Your task: Locate each line of the records below that contains the string "outline", treating uppercase and lowercase as distinct, and copy every such line in full.

-------

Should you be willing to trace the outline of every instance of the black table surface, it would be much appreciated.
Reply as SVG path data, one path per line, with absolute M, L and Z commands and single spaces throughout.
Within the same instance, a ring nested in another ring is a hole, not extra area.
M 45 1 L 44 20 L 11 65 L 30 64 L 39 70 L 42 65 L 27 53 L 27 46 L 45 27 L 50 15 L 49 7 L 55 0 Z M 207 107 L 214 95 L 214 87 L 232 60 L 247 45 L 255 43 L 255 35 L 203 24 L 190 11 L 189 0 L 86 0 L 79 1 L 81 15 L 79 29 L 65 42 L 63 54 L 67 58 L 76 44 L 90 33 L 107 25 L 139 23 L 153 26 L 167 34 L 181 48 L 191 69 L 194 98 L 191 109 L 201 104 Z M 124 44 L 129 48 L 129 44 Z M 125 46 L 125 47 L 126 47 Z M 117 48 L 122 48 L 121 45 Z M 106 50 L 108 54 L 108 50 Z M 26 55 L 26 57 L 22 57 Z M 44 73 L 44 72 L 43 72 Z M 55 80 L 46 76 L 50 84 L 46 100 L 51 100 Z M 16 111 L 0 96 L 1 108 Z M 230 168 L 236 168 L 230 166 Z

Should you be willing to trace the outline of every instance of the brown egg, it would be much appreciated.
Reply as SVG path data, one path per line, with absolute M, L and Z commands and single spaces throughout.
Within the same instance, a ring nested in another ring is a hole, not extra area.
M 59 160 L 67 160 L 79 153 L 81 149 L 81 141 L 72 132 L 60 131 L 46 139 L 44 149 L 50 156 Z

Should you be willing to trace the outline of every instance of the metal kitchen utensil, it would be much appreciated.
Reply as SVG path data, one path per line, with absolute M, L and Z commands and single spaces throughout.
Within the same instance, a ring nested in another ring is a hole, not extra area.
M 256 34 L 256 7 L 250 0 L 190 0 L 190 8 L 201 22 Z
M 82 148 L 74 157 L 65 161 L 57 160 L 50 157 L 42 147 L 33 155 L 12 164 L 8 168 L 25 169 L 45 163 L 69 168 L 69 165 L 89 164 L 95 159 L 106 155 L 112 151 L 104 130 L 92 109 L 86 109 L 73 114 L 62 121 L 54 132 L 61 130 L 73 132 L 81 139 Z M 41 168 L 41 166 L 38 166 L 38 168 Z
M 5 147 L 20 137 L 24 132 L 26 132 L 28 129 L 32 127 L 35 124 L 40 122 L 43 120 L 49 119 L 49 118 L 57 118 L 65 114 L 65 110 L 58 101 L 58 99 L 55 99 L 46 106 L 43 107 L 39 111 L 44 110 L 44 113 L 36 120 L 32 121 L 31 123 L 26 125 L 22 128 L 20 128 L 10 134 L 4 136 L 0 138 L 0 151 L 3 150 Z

-------

The answer:
Should you be willing to trace the outline of every instance of the black table surface, it would be much appreciated.
Should you be willing to trace the outline of every instance of the brown egg, it would be much appreciated.
Should you be willing to trace the outline of every instance of the metal kitchen utensil, it would be much appreciated.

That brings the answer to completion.